# FS:FW Fish (Vampire Fish Left Only)



## beN (Apr 21, 2010)

3 8-9inch Pbass -$100 bucks for 3!!!! SOLD!!!
1 9inch Cynodon Gibbus(Vampire Tetra)-$85
1 6inch Mystery Snakehead -Sold!!!

I gotta Make room for a certain somebody..


----------



## beN (Apr 21, 2010)

gotta get these guys out by friday !!!

make an offer if you are interested..


----------



## Chronick (Apr 27, 2010)

aww i wanted the snakehead :/ gl


----------



## beN (Apr 21, 2010)

bump to the top..


----------



## snow (Apr 21, 2010)

Would you trade the 9" vampire tetra with my flagtail?


----------



## beN (Apr 21, 2010)

you got a pm snow!


----------



## beN (Apr 21, 2010)

take all 4 fish for $220
offer until DEC 25/2010


----------



## beN (Apr 21, 2010)

bump to the top


----------



## beN (Apr 21, 2010)

bumpity bump bump


----------



## beN (Apr 21, 2010)

bass are pissing off the auranti..

they gotta go!!

100 bucks is a steal!!


----------



## angryinsect (Apr 21, 2010)

just bring the auranti then! lol


----------



## beN (Apr 21, 2010)

pbass pending!!!

yahoo..auranti will be in peace soon


----------



## Peterchow (Apr 21, 2010)

beN said:


> pbass pending!!!
> 
> yahoo..auranti will be in peace soon


Hi Ben,

I know exactly what you mean. My ex pbass used to harass my 2 BGK fish 24 hours/day. Well, my pbass are gone & my 2 BGK are still here in my monster tank.


----------



## beN (Apr 21, 2010)

well the Auranti to me personally is more important then these fella's ..

hopefully come march King El will have a pair for me. hopefully


----------



## beN (Apr 21, 2010)

trade pending on the bass..

gibbus still available..


----------



## beN (Apr 21, 2010)

bass are gone!

gibbus still available..


----------

OBJECTIVE A →
In the fish sale thread:
(i) What price is listed for the Cynodon Gibbus?
(ii) What fish does snow offer to trade for the 9" vampire tetra?
(iii) How many BGK fish does Peterchow say are still in the monster tank?
The fish sale thread and the entries that follow have nothing to do with each other.

ENTRIES PROVIDED →
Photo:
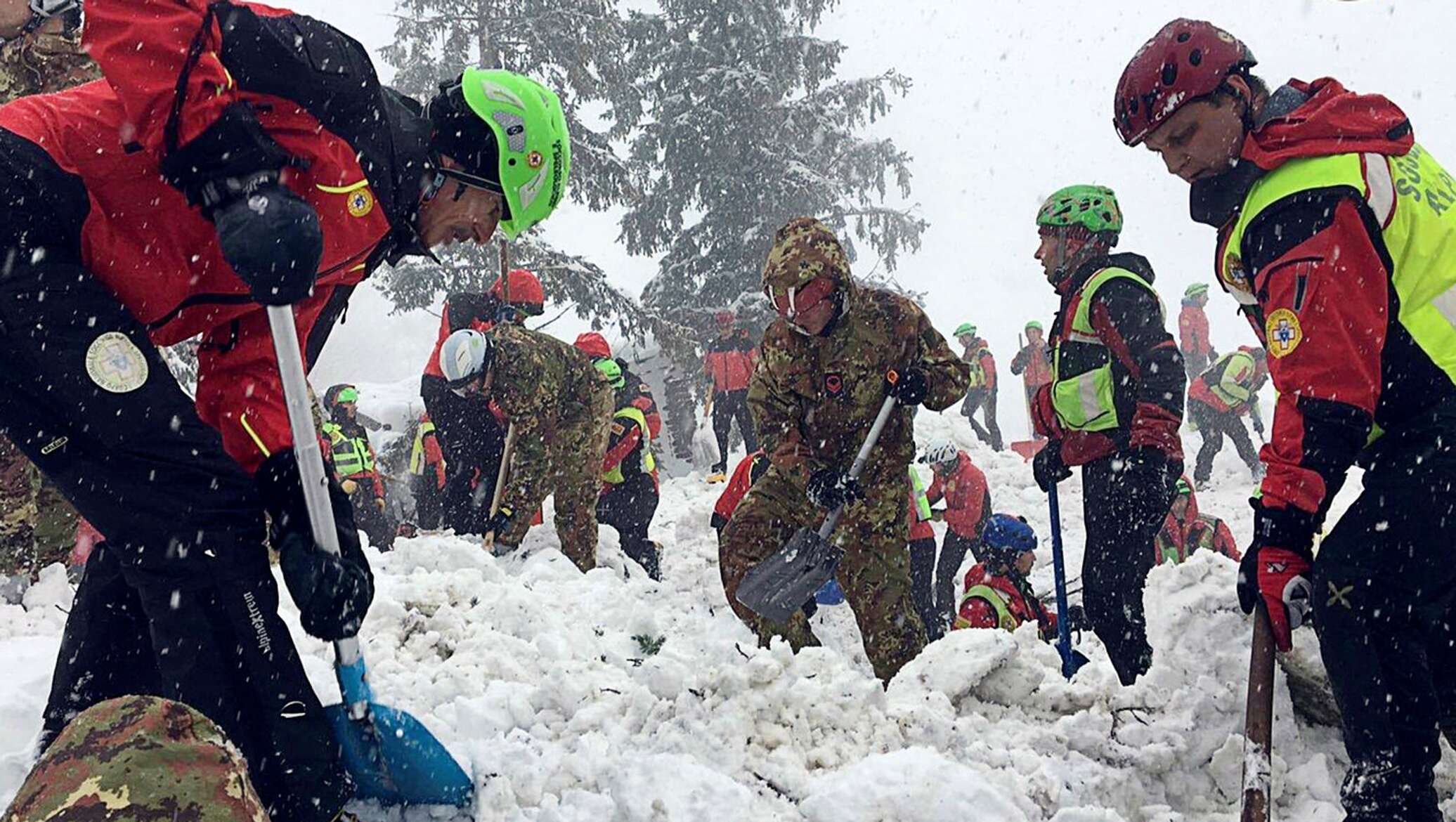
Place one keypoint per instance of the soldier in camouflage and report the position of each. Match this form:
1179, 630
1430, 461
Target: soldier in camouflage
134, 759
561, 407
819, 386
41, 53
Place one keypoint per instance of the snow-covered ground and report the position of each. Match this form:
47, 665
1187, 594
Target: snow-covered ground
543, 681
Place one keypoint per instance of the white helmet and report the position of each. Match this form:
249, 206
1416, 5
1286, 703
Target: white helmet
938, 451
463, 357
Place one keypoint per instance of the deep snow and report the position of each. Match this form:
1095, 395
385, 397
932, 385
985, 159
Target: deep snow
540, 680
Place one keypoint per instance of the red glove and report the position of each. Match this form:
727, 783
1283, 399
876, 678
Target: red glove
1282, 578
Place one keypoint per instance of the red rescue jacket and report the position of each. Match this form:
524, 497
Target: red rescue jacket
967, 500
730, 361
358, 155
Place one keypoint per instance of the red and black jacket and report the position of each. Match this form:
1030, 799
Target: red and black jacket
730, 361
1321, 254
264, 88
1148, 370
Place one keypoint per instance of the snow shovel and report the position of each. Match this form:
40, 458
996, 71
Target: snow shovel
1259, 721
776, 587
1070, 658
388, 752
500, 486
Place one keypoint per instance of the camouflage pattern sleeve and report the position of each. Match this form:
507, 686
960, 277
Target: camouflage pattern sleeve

OBJECTIVE B →
Could you extract the entries unchanged, starting with the line containing "Place one keypoint per instance of the snow shovel" and going on through the end of the entries?

FULL ANSWER A →
(i) $85
(ii) A flagtail
(iii) 2

FULL ANSWER B →
Place one keypoint per instance of the snow shovel and report the position of each. Match this form:
40, 458
996, 71
Target: snow shovel
1259, 721
776, 587
1070, 658
388, 752
500, 486
Place one keypoint per instance of the camouflage pattern sleeve and report the position of each. Match this form:
507, 686
960, 277
Target: camouflage pattern sleeve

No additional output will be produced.